--- Start ---

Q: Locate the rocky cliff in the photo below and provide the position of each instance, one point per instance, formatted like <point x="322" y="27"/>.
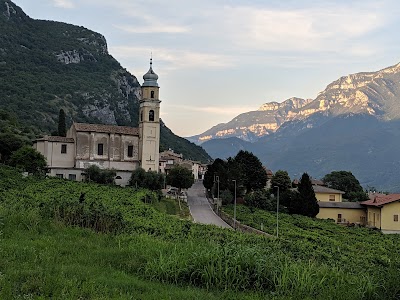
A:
<point x="47" y="65"/>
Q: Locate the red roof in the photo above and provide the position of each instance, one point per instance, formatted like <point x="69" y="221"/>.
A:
<point x="60" y="139"/>
<point x="380" y="200"/>
<point x="106" y="128"/>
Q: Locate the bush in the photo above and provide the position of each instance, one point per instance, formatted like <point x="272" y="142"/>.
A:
<point x="106" y="176"/>
<point x="29" y="160"/>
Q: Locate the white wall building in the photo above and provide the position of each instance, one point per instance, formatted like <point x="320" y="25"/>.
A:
<point x="109" y="146"/>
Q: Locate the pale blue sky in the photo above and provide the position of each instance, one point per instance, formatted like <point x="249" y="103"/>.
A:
<point x="217" y="59"/>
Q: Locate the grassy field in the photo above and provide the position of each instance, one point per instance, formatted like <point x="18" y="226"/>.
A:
<point x="69" y="240"/>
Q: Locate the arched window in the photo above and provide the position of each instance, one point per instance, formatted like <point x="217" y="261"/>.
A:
<point x="151" y="115"/>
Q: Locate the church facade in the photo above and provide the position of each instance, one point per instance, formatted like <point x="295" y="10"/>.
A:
<point x="121" y="148"/>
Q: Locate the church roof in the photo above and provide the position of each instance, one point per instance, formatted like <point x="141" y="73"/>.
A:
<point x="106" y="128"/>
<point x="150" y="78"/>
<point x="59" y="139"/>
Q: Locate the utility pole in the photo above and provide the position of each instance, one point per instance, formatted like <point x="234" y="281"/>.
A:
<point x="234" y="207"/>
<point x="277" y="213"/>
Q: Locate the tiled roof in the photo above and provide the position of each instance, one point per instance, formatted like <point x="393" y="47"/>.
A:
<point x="326" y="190"/>
<point x="380" y="200"/>
<point x="354" y="205"/>
<point x="106" y="128"/>
<point x="60" y="139"/>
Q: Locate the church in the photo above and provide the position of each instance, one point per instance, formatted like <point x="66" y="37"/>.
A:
<point x="121" y="148"/>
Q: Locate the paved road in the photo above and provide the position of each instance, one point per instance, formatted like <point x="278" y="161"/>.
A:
<point x="200" y="208"/>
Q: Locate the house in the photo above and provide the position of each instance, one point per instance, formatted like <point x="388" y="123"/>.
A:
<point x="383" y="212"/>
<point x="121" y="148"/>
<point x="331" y="206"/>
<point x="342" y="212"/>
<point x="323" y="193"/>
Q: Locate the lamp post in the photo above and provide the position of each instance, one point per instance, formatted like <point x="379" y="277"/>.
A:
<point x="217" y="178"/>
<point x="234" y="207"/>
<point x="277" y="213"/>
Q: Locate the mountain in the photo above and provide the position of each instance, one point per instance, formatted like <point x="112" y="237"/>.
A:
<point x="374" y="93"/>
<point x="354" y="124"/>
<point x="251" y="125"/>
<point x="47" y="65"/>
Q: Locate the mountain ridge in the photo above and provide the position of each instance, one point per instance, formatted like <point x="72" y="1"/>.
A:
<point x="355" y="93"/>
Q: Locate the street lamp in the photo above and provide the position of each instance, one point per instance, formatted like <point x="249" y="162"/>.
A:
<point x="277" y="212"/>
<point x="234" y="207"/>
<point x="217" y="178"/>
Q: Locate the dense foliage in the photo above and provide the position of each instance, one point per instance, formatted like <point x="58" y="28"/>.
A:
<point x="306" y="203"/>
<point x="29" y="160"/>
<point x="137" y="249"/>
<point x="149" y="180"/>
<point x="102" y="176"/>
<point x="180" y="145"/>
<point x="180" y="177"/>
<point x="345" y="181"/>
<point x="62" y="127"/>
<point x="282" y="180"/>
<point x="245" y="169"/>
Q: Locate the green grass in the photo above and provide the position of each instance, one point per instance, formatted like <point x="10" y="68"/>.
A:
<point x="170" y="206"/>
<point x="112" y="245"/>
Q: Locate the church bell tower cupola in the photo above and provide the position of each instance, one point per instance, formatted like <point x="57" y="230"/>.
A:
<point x="149" y="121"/>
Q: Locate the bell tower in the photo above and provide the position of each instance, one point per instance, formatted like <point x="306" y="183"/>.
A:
<point x="149" y="122"/>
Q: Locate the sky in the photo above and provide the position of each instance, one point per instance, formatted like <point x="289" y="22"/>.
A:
<point x="217" y="59"/>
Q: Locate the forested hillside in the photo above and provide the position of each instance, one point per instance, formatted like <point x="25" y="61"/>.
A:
<point x="47" y="65"/>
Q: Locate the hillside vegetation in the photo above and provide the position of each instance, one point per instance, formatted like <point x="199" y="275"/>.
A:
<point x="65" y="239"/>
<point x="46" y="66"/>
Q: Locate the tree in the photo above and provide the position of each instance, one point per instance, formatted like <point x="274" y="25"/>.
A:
<point x="306" y="203"/>
<point x="180" y="178"/>
<point x="149" y="180"/>
<point x="346" y="182"/>
<point x="218" y="168"/>
<point x="282" y="180"/>
<point x="62" y="128"/>
<point x="253" y="176"/>
<point x="226" y="197"/>
<point x="29" y="160"/>
<point x="260" y="199"/>
<point x="102" y="176"/>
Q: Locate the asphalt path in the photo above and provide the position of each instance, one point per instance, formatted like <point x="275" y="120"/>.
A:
<point x="200" y="208"/>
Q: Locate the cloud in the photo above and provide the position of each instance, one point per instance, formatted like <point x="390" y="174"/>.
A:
<point x="155" y="28"/>
<point x="218" y="110"/>
<point x="307" y="30"/>
<point x="175" y="59"/>
<point x="64" y="3"/>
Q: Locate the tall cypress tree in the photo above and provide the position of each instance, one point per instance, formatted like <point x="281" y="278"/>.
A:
<point x="62" y="128"/>
<point x="308" y="202"/>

--- End ---

**EXERCISE BRIEF:**
Please return the whole listing above word for word, leaving out the pictures.

**THE SOLUTION:**
Q: Locate the rocky cliff in the photo below and provide the position of each instance, one point per instance, formatted like <point x="322" y="27"/>.
A:
<point x="47" y="65"/>
Q: Locate the red roof in the photo above and provide the position of each instance, one point per instance, formatted like <point x="69" y="221"/>.
A:
<point x="60" y="139"/>
<point x="380" y="200"/>
<point x="106" y="128"/>
Q: Locate the bush in the photo above and provide the position of each instance, one point per instance, formatted like <point x="272" y="142"/>.
A:
<point x="106" y="176"/>
<point x="29" y="160"/>
Q: Locate the white wall building in the photo above and provide the position of each instance, one point per instance, formatted like <point x="320" y="25"/>.
A:
<point x="109" y="146"/>
Q: Locate the pale blue sky in the photo above and provide the position of each instance, one point per instance, formatted like <point x="249" y="103"/>.
A:
<point x="217" y="59"/>
Q: Locate the grassy field in the photo above and provide the position of each instance, one point per instance, formatted like <point x="18" y="226"/>.
A:
<point x="69" y="240"/>
Q: Locate the arched window in the photo above and provide the position of each instance, one point per instance, formatted like <point x="217" y="261"/>.
A:
<point x="151" y="115"/>
Q: Locate the church facade in the photo above and provide the position of each instance, one point per instance, formatted like <point x="295" y="10"/>.
A:
<point x="121" y="148"/>
Q: Locate the church roof in the photo above and provide the position of each instance, one point per instance, formatted like <point x="141" y="73"/>.
A:
<point x="106" y="128"/>
<point x="150" y="78"/>
<point x="59" y="139"/>
Q: Locate the utility pole in the photo above and provide the position of each instance, one point per instance, formatted like <point x="234" y="281"/>.
A:
<point x="234" y="207"/>
<point x="277" y="213"/>
Q: Locate the tiled roof in the photo above and provide the position of each instance, one point per instance, formatted like <point x="393" y="47"/>.
A:
<point x="326" y="190"/>
<point x="380" y="200"/>
<point x="354" y="205"/>
<point x="106" y="128"/>
<point x="60" y="139"/>
Q: Locate the church in the photo above and provide the position of each instance, one point per instance, formatted like <point x="66" y="37"/>.
A:
<point x="121" y="148"/>
Q: Locate the paved road in the photo above and provide the position of each instance, one point per instance, formatted like <point x="278" y="161"/>.
A:
<point x="200" y="208"/>
Q: Locate the house in the photo above and provide the position of each instance, one point per instance, formatted like <point x="388" y="123"/>.
A:
<point x="383" y="212"/>
<point x="121" y="148"/>
<point x="331" y="206"/>
<point x="342" y="212"/>
<point x="323" y="193"/>
Q: Locate the lamp post in the photo above and provide the position of each instance, one point per instance, formatted like <point x="379" y="277"/>.
A:
<point x="217" y="178"/>
<point x="234" y="207"/>
<point x="277" y="213"/>
Q: Locate the mountain in the photo above and provide the position of each instance, one point per instance, formatted like <point x="112" y="237"/>.
A:
<point x="374" y="93"/>
<point x="354" y="124"/>
<point x="251" y="125"/>
<point x="47" y="65"/>
Q: Locate the mountain ridge in the photo above and provide the position of each instance, one point per instance, formatted like <point x="72" y="1"/>.
A:
<point x="355" y="93"/>
Q: Locate the street lamp in the photo above and provide the position of each instance, one point per instance, formatted like <point x="249" y="162"/>.
A:
<point x="277" y="212"/>
<point x="234" y="207"/>
<point x="217" y="178"/>
Q: Locate the dense foliage in the photo above and provide the position of each instance, one point per instance, formatted like <point x="58" y="28"/>.
A:
<point x="306" y="203"/>
<point x="29" y="160"/>
<point x="137" y="249"/>
<point x="149" y="180"/>
<point x="102" y="176"/>
<point x="180" y="145"/>
<point x="180" y="177"/>
<point x="345" y="181"/>
<point x="62" y="127"/>
<point x="282" y="180"/>
<point x="245" y="169"/>
Q: Locate the green grass in the photo above and provide the position of each instance, one point per instance, formatted like <point x="10" y="68"/>.
A:
<point x="170" y="206"/>
<point x="112" y="245"/>
Q: Locate the church bell tower cupola in the photo above and provide the position of each instance, one point per instance, formatted like <point x="57" y="230"/>.
A:
<point x="149" y="121"/>
Q: Locate the bell tower in the photo above and provide the position of each instance, one point per instance, formatted like <point x="306" y="183"/>.
A:
<point x="149" y="122"/>
Q: Locate the sky in the photo above and provide the position of each instance, one point per instance, formatted like <point x="289" y="22"/>.
A:
<point x="217" y="59"/>
Q: Locate the forested hillside in the photo above and provide the position of each instance, one point per instance, formatted like <point x="25" y="61"/>.
A:
<point x="47" y="65"/>
Q: Locate the hillside vegetation in the photo above and provide the position of each instance, one point per instance, formatted like <point x="199" y="275"/>.
A:
<point x="65" y="239"/>
<point x="46" y="66"/>
Q: Locate the tree in the photo above and provide the position of each instance, one point per instance, formatted like <point x="274" y="25"/>.
A:
<point x="306" y="203"/>
<point x="180" y="178"/>
<point x="149" y="180"/>
<point x="346" y="182"/>
<point x="218" y="168"/>
<point x="282" y="180"/>
<point x="62" y="128"/>
<point x="253" y="176"/>
<point x="226" y="197"/>
<point x="29" y="160"/>
<point x="260" y="199"/>
<point x="102" y="176"/>
Q: Locate the asphalt path in the photo above and provide the position of each instance, one point per instance, formatted like <point x="275" y="120"/>.
A:
<point x="200" y="208"/>
Q: Locate the cloud in the photo above and provide the position of each instance, one point per instance, formatted like <point x="390" y="174"/>.
A:
<point x="155" y="28"/>
<point x="218" y="110"/>
<point x="307" y="30"/>
<point x="175" y="59"/>
<point x="64" y="3"/>
Q: Locate the tall cypress tree in the photo above and provide the position of each instance, one point per instance, formatted like <point x="281" y="278"/>.
A:
<point x="62" y="128"/>
<point x="308" y="202"/>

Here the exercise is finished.